# Task instructions:
Does each statement agree with the patch below? Answer yes or no for each, and quote the words from the patch that decide it. 1. The patch handles the likelihood attribute only when it is placed on case labels or default labels. 2. The patch leaves the likelihood attribute marked as not yet feature complete. 3. One version of getLikelihood takes an ArrayRef of attribute pointers as its parameter.

# Extract provided:
[Sema, CodeGen] Implement [[likely]] and [[unlikely]] in SwitchStmt

This implements the likelihood attribute for the switch statement. Based on the
discussion in D85091 and D86559 it only handles the attribute when placed on
the case labels or the default labels.

It also marks the likelihood attribute as feature complete. There are more QoI
patches in the pipeline.

Differential Revision: https://reviews.llvm.org/D89210
diff --git a/clang/lib/AST/Stmt.cpp b/clang/lib/AST/Stmt.cpp
index e7024b2..0950307 100644
--- a/clang/lib/AST/Stmt.cpp
+++ b/clang/lib/AST/Stmt.cpp
@@ -130,19 +130,30 @@
   StatisticsEnabled = true;
 }
 
-static std::pair<Stmt::Likelihood, const Attr *> getLikelihood(const Stmt *S) {
-  if (const auto *AS = dyn_cast_or_null<AttributedStmt>(S))
-    for (const auto *A : AS->getAttrs()) {
-      if (isa<LikelyAttr>(A))
-        return std::make_pair(Stmt::LH_Likely, A);
+static std::pair<Stmt::Likelihood, const Attr *>
+getLikelihood(ArrayRef<const Attr *> Attrs) {
+  for (const auto *A : Attrs) {
+    if (isa<LikelyAttr>(A))
+      return std::make_pair(Stmt::LH_Likely, A);
 
-      if (isa<UnlikelyAttr>(A))
-        return std::make_pair(Stmt::LH_Unlikely, A);
-    }
+    if (isa<UnlikelyAttr>(A))
+      return std::make_pair(Stmt::LH_Unlikely, A);
+  }
 
   return std::make_pair(Stmt::LH_None, nullptr);
 }
 
+static std::pair<Stmt::Likelihood, const Attr *> getLikelihood(const Stmt *S) {
+  if (const auto *AS = dyn_cast_or_null<AttributedStmt>(S))

# Coordinate annotation data:
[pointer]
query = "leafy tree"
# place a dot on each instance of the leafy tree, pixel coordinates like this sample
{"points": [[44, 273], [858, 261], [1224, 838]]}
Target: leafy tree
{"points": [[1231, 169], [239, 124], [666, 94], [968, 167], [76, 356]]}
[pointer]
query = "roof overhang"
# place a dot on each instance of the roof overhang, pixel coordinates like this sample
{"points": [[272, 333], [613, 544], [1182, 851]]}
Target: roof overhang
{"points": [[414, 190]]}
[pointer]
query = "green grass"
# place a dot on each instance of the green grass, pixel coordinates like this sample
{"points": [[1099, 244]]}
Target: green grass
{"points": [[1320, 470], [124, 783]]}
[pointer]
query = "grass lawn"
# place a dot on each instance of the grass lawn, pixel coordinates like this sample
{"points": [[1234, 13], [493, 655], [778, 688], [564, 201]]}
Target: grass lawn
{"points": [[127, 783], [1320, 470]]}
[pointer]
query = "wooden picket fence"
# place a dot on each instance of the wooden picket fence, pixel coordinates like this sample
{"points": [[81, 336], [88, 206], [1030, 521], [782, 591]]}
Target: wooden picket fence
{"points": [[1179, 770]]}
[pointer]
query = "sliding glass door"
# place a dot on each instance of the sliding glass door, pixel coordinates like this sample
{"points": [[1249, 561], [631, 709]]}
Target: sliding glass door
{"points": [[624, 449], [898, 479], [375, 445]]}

# Finished task:
1. Yes: "it only handles the attribute when placed on the case labels or the default labels."
2. No: "It also marks the likelihood attribute as feature complete."
3. Yes: "getLikelihood(ArrayRef<const Attr *> Attrs) {"